▶ _PROBLEM TO WORK ON_
Transcribe exactly the lines that fall between the one holding "the ambulance taillight" and the one holding "column 493, row 523", inclusive, from the entries below.

▶ _EXERCISE DATA_
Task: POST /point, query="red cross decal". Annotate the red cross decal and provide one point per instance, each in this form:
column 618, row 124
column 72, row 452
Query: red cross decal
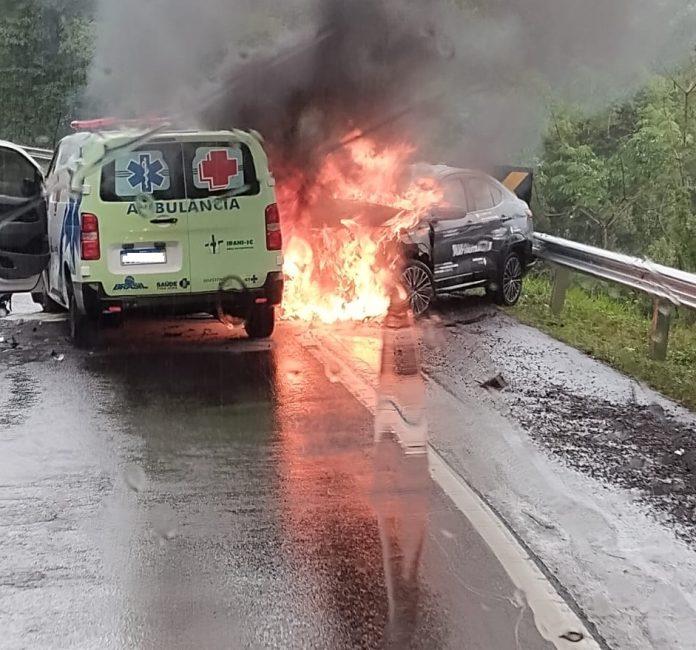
column 217, row 169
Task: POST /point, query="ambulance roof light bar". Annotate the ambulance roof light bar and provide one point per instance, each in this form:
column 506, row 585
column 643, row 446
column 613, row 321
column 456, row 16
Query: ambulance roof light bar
column 106, row 123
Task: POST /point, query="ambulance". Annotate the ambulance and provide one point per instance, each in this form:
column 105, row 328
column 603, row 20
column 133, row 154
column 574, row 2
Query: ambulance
column 169, row 222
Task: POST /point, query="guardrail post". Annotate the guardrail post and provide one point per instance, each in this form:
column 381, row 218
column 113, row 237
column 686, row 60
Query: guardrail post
column 561, row 282
column 659, row 332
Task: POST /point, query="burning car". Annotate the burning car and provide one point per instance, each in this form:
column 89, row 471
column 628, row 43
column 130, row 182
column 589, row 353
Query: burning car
column 481, row 236
column 369, row 218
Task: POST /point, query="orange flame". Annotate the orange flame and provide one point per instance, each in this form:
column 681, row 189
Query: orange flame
column 335, row 265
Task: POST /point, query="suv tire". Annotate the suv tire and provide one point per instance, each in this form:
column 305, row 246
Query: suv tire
column 261, row 322
column 508, row 284
column 419, row 284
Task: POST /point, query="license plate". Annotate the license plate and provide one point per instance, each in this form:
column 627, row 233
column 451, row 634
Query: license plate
column 143, row 256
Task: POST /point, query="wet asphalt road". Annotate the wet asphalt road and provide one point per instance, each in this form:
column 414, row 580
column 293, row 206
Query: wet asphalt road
column 181, row 489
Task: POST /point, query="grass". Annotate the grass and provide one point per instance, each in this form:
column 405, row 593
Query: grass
column 614, row 329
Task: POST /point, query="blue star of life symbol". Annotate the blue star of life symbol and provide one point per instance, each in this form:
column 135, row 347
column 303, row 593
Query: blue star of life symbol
column 146, row 173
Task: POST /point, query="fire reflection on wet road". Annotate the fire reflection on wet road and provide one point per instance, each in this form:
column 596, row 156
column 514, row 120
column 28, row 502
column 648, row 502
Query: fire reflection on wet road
column 236, row 499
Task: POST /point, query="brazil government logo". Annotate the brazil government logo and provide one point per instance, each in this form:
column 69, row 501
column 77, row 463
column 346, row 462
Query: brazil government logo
column 129, row 284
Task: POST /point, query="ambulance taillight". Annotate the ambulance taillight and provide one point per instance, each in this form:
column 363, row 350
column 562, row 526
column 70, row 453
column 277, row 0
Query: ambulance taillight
column 274, row 236
column 89, row 237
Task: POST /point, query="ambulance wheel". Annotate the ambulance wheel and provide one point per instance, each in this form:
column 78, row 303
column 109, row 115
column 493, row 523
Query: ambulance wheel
column 261, row 322
column 84, row 330
column 41, row 297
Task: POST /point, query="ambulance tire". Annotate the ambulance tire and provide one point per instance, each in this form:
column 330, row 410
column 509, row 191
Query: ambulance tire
column 84, row 330
column 261, row 322
column 42, row 298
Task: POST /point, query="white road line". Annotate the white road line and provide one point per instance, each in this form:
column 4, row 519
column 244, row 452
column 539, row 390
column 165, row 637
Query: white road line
column 552, row 615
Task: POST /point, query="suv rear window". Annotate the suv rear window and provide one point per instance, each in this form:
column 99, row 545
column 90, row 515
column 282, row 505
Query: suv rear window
column 174, row 170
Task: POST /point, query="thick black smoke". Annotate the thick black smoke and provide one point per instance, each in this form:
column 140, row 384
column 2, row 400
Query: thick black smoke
column 362, row 70
column 468, row 81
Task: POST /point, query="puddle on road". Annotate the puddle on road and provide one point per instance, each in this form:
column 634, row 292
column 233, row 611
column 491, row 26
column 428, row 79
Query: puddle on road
column 22, row 396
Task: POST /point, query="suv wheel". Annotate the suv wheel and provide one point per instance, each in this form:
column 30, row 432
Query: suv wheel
column 508, row 284
column 261, row 322
column 420, row 286
column 84, row 330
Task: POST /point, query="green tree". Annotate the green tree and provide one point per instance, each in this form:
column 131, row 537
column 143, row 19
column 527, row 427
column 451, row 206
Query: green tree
column 625, row 179
column 45, row 51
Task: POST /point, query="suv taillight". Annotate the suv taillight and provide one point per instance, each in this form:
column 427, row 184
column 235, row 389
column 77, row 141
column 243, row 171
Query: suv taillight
column 89, row 237
column 274, row 237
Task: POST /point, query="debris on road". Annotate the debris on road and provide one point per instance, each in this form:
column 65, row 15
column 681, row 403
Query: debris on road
column 497, row 382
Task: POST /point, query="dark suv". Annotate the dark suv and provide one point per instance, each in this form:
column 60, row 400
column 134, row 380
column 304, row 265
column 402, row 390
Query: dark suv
column 482, row 239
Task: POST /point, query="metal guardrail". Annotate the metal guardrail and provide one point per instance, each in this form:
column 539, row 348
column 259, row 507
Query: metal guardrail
column 678, row 287
column 669, row 287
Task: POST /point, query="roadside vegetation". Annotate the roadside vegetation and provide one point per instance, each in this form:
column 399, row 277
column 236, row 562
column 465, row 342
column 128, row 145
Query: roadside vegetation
column 615, row 329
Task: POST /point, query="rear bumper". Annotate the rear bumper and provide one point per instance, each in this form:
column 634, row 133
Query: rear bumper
column 92, row 299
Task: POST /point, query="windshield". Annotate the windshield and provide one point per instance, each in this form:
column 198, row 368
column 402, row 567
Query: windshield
column 361, row 324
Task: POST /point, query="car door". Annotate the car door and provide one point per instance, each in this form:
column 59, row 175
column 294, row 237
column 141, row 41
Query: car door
column 486, row 235
column 23, row 238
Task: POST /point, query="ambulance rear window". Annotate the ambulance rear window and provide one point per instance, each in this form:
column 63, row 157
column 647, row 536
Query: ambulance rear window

▶ _OUTPUT FOR THIS TASK_
Task: POST /point, query="ambulance taillight". Annotate the ambulance taillight and provide one point per instance, each in this form:
column 363, row 350
column 562, row 526
column 70, row 453
column 277, row 0
Query: ambulance taillight
column 274, row 236
column 89, row 237
Task: POST /point, query="ambulance wheel". Annotate the ambulance wheel and provide one point per instance, each in this form:
column 78, row 303
column 109, row 115
column 493, row 523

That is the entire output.